··· Text block ···

My Year Abroad in England
“Of all the books in the world, the best stories are found between the pages of a passport."
— Unknown
“Europe somehow.”
During my junior year, my parents encouraged me to apply for an English-Speaking Union Scholarship to go to school in England. Although I won the scholarship, I was never sure why I was selected by the English-Speaking Union as one of the 22 students from American private schools to attend an English public school (in England what they call public schools are actually private schools). I had good grades but was not at the top of my class. I played varsity sports but was anything but outstanding. All I can figure is that they were looking for a typical American student; I guess I was typical.
There was good news and bad news about the scholarship. The year was free including transportation, meals, etc., however, exchange students received no academic credit, therefore, extending our high school education by a year. No matter.
In September of 1947, I found myself aboard the Queen Mary with 21 other ESU scholarship students headed for England. At that time, the Queen Mary was a three-class ship and we, of course, were assigned to the lowest part of the ship: the tourist class. Fortunately, there were only limited physical barriers separating the classes, and we quickly learned how to explore the whole ship. First class was a little snooty, so we spent a lot of time in cabin class, which had great food and a very comfortable movie theater.

··· Data supplied ···

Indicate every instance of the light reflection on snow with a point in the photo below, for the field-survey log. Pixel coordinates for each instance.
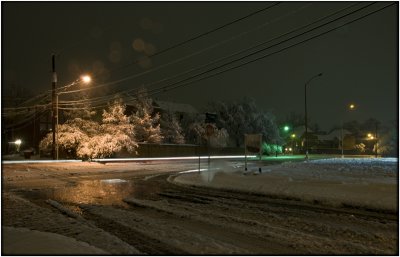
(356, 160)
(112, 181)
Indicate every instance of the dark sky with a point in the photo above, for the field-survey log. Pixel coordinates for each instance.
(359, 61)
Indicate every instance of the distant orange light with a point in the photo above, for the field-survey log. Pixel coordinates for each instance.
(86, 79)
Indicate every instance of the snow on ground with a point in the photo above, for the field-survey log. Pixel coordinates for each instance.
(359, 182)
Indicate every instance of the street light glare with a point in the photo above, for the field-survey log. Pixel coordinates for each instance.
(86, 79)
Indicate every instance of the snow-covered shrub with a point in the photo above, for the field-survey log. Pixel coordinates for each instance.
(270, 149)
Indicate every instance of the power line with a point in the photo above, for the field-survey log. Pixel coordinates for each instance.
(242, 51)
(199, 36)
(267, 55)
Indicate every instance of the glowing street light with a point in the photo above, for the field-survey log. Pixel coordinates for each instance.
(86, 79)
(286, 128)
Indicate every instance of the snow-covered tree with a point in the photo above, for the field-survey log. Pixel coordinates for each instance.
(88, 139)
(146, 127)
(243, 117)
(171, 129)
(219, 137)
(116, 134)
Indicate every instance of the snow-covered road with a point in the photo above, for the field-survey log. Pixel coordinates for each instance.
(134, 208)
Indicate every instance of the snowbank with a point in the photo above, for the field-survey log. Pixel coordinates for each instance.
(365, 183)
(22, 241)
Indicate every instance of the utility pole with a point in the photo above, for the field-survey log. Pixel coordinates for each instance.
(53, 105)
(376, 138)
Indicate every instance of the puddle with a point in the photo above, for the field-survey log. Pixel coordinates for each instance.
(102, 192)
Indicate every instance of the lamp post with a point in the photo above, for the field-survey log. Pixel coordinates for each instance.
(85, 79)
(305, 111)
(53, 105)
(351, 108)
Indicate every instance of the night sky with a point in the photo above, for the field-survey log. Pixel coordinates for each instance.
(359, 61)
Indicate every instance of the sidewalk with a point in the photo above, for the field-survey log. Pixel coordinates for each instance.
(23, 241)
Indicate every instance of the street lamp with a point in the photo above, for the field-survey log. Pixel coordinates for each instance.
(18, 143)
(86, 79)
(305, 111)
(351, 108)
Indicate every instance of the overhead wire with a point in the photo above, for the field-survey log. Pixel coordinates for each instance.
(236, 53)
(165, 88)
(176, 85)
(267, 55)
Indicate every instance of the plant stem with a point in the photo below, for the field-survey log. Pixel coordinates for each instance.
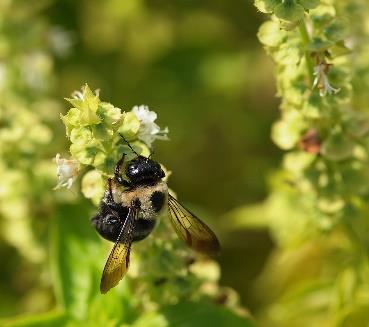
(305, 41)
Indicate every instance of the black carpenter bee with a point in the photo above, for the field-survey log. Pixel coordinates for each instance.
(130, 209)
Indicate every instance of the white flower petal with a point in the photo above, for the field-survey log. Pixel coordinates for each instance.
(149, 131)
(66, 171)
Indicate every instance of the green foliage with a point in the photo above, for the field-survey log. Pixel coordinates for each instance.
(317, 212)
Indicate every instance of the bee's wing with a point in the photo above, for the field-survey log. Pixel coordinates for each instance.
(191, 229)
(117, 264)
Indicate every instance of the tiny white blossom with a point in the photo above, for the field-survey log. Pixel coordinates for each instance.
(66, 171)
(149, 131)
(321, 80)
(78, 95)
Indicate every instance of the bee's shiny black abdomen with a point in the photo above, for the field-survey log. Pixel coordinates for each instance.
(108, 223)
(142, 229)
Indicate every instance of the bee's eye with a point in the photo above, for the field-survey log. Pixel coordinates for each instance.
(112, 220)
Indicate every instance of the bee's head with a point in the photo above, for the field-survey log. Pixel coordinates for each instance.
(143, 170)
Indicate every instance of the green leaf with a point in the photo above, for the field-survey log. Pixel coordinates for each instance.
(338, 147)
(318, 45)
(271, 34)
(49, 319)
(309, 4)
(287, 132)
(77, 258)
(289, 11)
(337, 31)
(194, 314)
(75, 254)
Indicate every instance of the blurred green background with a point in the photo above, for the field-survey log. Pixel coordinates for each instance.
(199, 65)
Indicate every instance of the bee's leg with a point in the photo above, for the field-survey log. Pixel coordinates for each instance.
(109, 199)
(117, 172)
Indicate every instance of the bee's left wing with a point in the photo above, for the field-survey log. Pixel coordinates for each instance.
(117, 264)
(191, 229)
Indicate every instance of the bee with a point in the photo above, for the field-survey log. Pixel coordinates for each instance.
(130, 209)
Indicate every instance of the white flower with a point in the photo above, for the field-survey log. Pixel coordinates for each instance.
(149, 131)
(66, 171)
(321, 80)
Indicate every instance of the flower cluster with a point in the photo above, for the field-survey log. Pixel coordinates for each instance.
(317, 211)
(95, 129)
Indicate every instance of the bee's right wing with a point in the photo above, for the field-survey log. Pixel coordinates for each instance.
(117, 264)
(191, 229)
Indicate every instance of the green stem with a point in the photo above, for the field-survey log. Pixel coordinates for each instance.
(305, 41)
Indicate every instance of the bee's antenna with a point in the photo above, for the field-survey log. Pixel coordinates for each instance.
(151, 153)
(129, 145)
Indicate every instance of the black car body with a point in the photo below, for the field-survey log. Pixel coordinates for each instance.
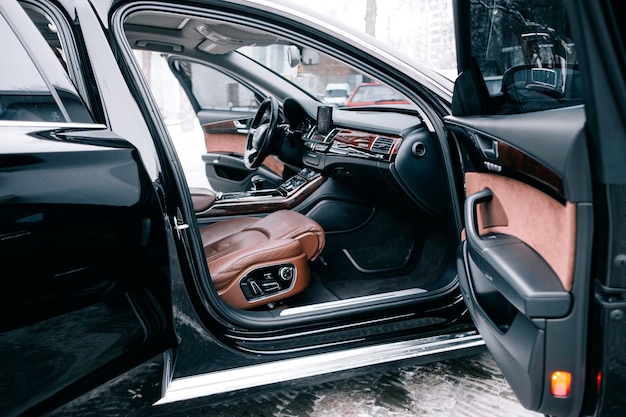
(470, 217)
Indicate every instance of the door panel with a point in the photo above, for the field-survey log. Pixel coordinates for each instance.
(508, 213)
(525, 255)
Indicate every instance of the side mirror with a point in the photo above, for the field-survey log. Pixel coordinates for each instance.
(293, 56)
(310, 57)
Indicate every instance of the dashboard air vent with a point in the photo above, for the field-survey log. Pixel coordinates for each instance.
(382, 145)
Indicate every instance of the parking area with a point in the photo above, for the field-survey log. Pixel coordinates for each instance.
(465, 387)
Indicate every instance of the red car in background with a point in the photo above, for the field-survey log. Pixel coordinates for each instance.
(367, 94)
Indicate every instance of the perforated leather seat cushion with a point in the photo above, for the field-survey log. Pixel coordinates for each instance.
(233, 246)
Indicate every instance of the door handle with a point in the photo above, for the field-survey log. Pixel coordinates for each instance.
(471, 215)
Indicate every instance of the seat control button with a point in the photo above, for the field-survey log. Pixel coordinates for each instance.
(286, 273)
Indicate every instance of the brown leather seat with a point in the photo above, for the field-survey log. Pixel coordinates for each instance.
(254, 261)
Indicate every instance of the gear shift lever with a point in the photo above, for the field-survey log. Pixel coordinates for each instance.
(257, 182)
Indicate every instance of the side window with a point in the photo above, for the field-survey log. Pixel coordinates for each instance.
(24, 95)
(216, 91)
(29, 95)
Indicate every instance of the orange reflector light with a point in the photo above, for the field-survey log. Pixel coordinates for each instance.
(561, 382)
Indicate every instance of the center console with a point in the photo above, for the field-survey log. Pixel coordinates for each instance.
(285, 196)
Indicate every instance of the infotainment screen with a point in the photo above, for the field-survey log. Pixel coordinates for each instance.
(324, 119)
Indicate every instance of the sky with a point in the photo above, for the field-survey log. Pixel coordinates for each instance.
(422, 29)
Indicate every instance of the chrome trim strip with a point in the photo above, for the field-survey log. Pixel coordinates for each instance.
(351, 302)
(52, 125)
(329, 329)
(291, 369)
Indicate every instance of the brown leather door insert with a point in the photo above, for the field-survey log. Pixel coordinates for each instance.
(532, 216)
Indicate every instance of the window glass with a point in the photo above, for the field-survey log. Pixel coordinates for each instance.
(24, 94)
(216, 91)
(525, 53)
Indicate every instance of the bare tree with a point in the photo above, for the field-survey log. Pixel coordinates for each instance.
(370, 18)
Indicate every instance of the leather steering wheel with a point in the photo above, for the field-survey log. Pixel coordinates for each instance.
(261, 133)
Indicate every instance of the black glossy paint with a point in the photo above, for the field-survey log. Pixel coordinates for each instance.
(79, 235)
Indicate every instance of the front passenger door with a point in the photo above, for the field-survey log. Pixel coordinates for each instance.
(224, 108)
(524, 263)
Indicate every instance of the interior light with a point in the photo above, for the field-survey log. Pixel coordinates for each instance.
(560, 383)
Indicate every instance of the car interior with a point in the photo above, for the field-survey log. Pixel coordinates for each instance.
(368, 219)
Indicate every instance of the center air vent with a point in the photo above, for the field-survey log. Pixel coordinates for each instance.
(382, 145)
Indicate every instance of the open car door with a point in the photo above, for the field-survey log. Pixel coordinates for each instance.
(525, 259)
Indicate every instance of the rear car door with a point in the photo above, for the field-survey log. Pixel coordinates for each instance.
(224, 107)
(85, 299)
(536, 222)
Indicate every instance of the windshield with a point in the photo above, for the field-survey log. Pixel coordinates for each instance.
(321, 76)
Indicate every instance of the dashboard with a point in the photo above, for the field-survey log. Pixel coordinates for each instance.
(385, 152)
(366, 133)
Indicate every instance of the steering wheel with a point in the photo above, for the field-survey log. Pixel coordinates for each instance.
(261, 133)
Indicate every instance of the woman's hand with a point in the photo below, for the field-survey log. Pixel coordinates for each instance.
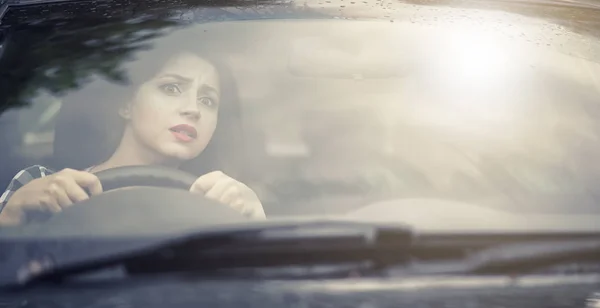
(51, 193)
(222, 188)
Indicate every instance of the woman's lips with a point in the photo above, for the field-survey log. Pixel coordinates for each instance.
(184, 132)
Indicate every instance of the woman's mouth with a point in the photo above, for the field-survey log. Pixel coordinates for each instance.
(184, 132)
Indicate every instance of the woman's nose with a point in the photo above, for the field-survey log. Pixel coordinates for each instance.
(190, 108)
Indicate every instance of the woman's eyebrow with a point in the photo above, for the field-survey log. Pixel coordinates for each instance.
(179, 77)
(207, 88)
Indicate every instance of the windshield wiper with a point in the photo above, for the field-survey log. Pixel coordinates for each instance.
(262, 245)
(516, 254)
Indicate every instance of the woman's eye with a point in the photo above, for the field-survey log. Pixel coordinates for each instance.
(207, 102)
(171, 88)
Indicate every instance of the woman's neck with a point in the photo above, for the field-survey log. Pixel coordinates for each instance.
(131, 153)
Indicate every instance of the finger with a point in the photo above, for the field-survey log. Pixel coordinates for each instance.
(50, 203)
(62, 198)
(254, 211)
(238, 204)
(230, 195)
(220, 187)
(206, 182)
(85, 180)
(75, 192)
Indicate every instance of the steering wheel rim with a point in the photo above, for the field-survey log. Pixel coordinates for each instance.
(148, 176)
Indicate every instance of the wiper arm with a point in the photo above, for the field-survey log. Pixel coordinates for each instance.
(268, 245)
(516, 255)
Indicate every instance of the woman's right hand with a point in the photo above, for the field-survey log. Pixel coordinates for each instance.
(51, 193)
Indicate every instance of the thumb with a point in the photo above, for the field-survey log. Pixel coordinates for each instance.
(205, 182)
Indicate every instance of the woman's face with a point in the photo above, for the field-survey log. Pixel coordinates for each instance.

···

What this exercise asks:
[1] Answer these questions using the account of the year abroad in England:
(a) How many students did the English-Speaking Union select to attend an English public school?
(b) What drawback of the scholarship does the account mention?
(c) To which class of the Queen Mary were the scholarship students assigned?
[2] Resume the account of the year abroad in England, beginning after its final sentence about cabin class.

Answers to the tasks:
[1]
(a) 22 students from American private schools.
(b) Exchange students received no academic credit, so their high school education was extended by a year.
(c) The tourist class, the lowest part of the ship.

[2]
We landed at Southampton, and I was dazzled by how intensely green the countryside looked. A stark difference from the Kansas prairies. At that time Haileybury was called "Haileybury and Imperial Service College." It was a combination of two schools and was known as a place where officers and diplomats serving in India and the Far East sent their sons back to study. Lawrence of Arabia was a former student.
You wouldn't know World War II was over from the way things were in England. Everything was still rationed—food, fuel, clothing. English Public School was anything but luxurious.
The main entrance to the school was opposite Lawrence House where I was assigned.[1] I was in a dorm with 43 other boys as young as 10. The younger kids were called “fags,” and part of their school life was to do errands (like make tea and shine shoes) for the older boys, called prefects.
We slept in one large room with a partition about three feet high between each cubicle. The cubicles had only a bed and dresser.
A communal bathroom held two big tubs and what they called foot baths around the edge. Foot baths were a three-foot square and about six inches deep; you squatted in them and sort of splashed yourself to get clean—no showers. Fuel was rationed so hot water was short. Younger kids were restricted to the foot baths, while the older kids would use the tub, which was filled almost to overflowing. A boy would get in each end, soap up, and rinse off. They didn’t change the water between baths; instead, they “cleaned it” by using a paddle to remove the soap scum and then dumped it on the floor.
Anyone who says it doesn't get cold in England in the wintertime hasn't spent a winter there. While it seldom snows, it can get really cold, especially since there wasn’t any heat, and the dorm windows were always open. There was a little heat in the studies and common room where the older kids gathered in the evening and debated things like whether it made more sense to drive on the left as the Brits did or the right as Americans did.
My first days of class were really tough. The British were miles ahead of us in education. There were twelve-year-olds studying Latin and Greek and even putting on plays in those languages. Fortunately, they put me with the slower kids who were destined for one of the state universities rather than Oxford or Cambridge.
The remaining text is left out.